EXERCISE INPUT: Begin
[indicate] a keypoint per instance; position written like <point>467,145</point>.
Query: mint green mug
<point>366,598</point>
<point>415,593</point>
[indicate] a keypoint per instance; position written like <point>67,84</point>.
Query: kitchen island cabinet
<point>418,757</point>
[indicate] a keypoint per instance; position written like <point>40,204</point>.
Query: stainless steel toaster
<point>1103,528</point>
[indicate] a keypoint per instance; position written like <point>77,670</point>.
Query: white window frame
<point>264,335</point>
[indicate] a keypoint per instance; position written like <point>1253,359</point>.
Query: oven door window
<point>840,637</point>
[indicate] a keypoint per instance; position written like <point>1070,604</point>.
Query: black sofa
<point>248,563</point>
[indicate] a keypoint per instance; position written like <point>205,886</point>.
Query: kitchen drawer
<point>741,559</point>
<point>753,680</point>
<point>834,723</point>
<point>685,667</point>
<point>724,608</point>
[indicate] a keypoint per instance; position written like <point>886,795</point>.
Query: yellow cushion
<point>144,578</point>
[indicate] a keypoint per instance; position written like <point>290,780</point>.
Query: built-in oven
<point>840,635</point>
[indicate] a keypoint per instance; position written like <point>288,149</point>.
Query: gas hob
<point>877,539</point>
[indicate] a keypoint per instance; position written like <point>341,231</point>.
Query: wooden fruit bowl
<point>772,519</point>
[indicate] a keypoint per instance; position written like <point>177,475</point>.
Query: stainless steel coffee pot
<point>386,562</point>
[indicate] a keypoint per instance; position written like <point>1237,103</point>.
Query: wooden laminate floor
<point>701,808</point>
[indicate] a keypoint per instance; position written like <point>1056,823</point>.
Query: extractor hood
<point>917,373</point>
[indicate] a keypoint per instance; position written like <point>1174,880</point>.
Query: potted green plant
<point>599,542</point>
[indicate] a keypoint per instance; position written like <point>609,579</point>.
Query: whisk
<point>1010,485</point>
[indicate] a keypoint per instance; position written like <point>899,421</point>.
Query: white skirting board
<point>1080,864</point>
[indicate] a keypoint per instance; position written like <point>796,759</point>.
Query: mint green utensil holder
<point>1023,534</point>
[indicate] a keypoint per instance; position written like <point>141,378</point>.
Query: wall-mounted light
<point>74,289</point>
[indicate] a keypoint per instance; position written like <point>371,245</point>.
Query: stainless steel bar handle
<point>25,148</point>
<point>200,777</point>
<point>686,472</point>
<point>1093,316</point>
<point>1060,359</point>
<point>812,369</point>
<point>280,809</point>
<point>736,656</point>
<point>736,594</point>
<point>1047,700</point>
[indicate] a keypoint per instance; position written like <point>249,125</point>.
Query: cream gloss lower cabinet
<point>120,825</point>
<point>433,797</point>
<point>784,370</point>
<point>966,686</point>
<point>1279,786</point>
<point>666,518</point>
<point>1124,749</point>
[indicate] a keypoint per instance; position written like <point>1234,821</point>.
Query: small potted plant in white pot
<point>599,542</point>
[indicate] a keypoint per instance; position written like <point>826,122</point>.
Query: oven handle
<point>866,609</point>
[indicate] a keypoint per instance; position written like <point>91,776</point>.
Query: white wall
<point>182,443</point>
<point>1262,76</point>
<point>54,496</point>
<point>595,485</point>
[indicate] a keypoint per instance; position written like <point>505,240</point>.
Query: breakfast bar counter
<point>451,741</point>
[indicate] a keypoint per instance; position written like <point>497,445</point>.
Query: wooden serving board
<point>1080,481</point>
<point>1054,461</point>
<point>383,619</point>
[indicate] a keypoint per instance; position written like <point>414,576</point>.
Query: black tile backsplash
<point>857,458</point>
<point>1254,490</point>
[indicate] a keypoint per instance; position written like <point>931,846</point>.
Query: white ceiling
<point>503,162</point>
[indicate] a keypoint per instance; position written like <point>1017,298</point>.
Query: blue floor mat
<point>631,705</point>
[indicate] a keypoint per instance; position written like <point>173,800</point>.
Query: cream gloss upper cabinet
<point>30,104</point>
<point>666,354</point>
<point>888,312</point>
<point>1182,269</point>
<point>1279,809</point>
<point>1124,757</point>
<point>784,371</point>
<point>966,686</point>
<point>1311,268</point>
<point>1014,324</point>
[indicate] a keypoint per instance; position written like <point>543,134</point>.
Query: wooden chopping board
EXERCISE INPUT: End
WHAT YOU ARE ASKED TO DO: Output the data above without altering a line.

EXPECTED OUTPUT:
[indicate] a keypoint per instance; position written like <point>467,145</point>.
Query: mint green mug
<point>366,598</point>
<point>415,593</point>
[indicate] a keypoint per instance; position written like <point>67,84</point>.
Query: kitchen island cabinet
<point>418,757</point>
[indicate] a keypoint per instance; position written like <point>40,204</point>.
Query: stainless steel toaster
<point>1103,528</point>
[indicate] a keypoint per instance; position written like <point>77,670</point>.
Query: white window frame
<point>264,335</point>
[indicate] a keypoint per instance; position written like <point>1253,359</point>.
Query: oven door window
<point>840,637</point>
[indicate] a keypoint per instance; position written like <point>1070,604</point>.
Query: black sofa
<point>248,563</point>
[indicate] a keypoint per instance; position written like <point>205,886</point>.
Query: kitchen drawer
<point>741,559</point>
<point>753,680</point>
<point>834,723</point>
<point>685,667</point>
<point>724,608</point>
[indicate] a keypoint per instance; position written like <point>886,795</point>.
Query: yellow cushion
<point>144,578</point>
[indicate] a keypoint per instance; position written like <point>290,780</point>.
Query: built-in oven
<point>840,635</point>
[indicate] a keypoint per instance; position written like <point>288,149</point>.
Query: gas hob
<point>877,539</point>
[indicate] a keypoint per instance; position written like <point>341,231</point>.
Query: wooden fruit bowl
<point>772,519</point>
[indicate] a keypoint per instance; position written like <point>177,475</point>.
Query: stainless steel coffee pot
<point>386,562</point>
[indicate] a keypoint per instance; position written like <point>1237,103</point>.
Query: wooden laminate floor
<point>701,808</point>
[indicate] a keypoint per instance; position written like <point>1056,823</point>.
Query: extractor hood
<point>917,373</point>
[indicate] a keypoint per instance; position written like <point>1174,880</point>.
Query: potted green plant
<point>599,542</point>
[indicate] a keypoint per instance; position written like <point>609,579</point>.
Query: whisk
<point>1010,485</point>
[indicate] a keypoint per instance; position written like <point>899,421</point>.
Query: white skirting board
<point>1080,864</point>
[indicate] a keypoint per instance; position written like <point>796,759</point>.
Query: mint green utensil holder
<point>1023,534</point>
[indicate] a keypoint per instance; position written like <point>141,378</point>.
Query: wall-mounted light
<point>74,289</point>
[indicate] a keypoint per instance; position written like <point>371,245</point>.
Query: stainless steel bar handle
<point>25,148</point>
<point>200,777</point>
<point>686,472</point>
<point>1093,316</point>
<point>1060,359</point>
<point>812,369</point>
<point>280,809</point>
<point>736,656</point>
<point>736,594</point>
<point>1047,700</point>
[indicate] a keypoint per instance; position written like <point>249,125</point>.
Query: cream gloss lower cabinet
<point>120,825</point>
<point>433,797</point>
<point>784,370</point>
<point>966,686</point>
<point>1279,786</point>
<point>666,518</point>
<point>1124,749</point>
[indicate] a keypoint per instance; position written like <point>1234,821</point>.
Query: small potted plant in white pot
<point>599,542</point>
[indicate] a keypoint per instance; position written like <point>826,122</point>.
Query: oven handle
<point>866,609</point>
[indicate] a keypoint per instance; position written like <point>91,776</point>.
Query: white wall
<point>182,443</point>
<point>1262,76</point>
<point>54,496</point>
<point>595,485</point>
[indicate] a keypoint per instance; position written like <point>505,240</point>.
Query: breakfast bar counter
<point>451,741</point>
[indicate] a keypoint per instance; position written like <point>497,445</point>.
Query: wooden serving board
<point>1080,481</point>
<point>1054,461</point>
<point>383,619</point>
[indicate] a keypoint per instance; position written like <point>414,576</point>.
Query: black tile backsplash
<point>857,458</point>
<point>1254,490</point>
[indicate] a keypoint per instance; position written like <point>931,846</point>.
Query: white ceiling
<point>503,162</point>
[indicate] a keypoint per instance; position written like <point>1017,298</point>.
Query: blue floor mat
<point>631,705</point>
[indicate] a keypoint per instance; position written like <point>173,800</point>.
Query: cream gloss upper cabinet
<point>30,104</point>
<point>666,354</point>
<point>888,312</point>
<point>1182,269</point>
<point>1279,809</point>
<point>1124,757</point>
<point>784,371</point>
<point>966,686</point>
<point>1311,268</point>
<point>1014,324</point>
[indicate] a keypoint per instance; position written like <point>543,134</point>.
Query: wooden chopping board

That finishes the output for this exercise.